» **What you need to do**: What are the lines, written out exactly, from the one containing "Target: yellow helmet" to the end of the entries below? Include both ends and nothing more.

---------- Data for review

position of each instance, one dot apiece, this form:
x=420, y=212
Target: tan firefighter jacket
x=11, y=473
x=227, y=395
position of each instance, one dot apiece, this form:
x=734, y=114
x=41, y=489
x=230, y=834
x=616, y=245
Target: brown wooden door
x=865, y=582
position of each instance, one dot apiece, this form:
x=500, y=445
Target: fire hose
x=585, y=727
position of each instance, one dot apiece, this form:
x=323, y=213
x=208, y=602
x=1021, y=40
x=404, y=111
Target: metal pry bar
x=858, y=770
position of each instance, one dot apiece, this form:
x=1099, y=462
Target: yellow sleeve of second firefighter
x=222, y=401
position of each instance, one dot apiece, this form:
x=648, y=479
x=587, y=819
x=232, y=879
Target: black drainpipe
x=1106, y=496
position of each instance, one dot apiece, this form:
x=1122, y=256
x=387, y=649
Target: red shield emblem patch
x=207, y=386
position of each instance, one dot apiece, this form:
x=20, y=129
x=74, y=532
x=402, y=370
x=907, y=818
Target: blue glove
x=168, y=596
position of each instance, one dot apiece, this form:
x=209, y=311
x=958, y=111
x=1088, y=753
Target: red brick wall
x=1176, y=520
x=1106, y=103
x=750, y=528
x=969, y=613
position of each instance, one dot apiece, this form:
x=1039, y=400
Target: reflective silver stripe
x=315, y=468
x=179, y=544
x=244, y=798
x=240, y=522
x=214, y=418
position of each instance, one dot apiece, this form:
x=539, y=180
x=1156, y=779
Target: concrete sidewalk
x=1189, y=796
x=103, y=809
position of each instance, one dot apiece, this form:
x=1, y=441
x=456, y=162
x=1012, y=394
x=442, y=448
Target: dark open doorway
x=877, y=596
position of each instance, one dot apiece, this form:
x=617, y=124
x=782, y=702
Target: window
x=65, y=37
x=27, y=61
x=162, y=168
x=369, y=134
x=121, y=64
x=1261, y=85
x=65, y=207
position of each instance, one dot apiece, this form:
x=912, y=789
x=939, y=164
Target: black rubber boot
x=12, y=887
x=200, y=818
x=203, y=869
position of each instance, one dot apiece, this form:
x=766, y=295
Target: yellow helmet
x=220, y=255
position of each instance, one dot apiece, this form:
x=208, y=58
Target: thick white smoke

--------------------

» **Written reply**:
Target: yellow helmet
x=220, y=255
position of each instance, one dot apiece, this form:
x=208, y=58
Target: thick white smoke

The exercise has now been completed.